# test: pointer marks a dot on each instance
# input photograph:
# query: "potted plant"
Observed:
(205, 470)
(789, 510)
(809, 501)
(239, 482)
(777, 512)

■ **What is being asked**: The full listing is to be written out again, exactly as shown.

■ **Reply to the task**:
# test: pointer marks a dot on each instance
# input photograph:
# query: "potted plant"
Observed:
(205, 470)
(789, 510)
(809, 501)
(239, 482)
(777, 512)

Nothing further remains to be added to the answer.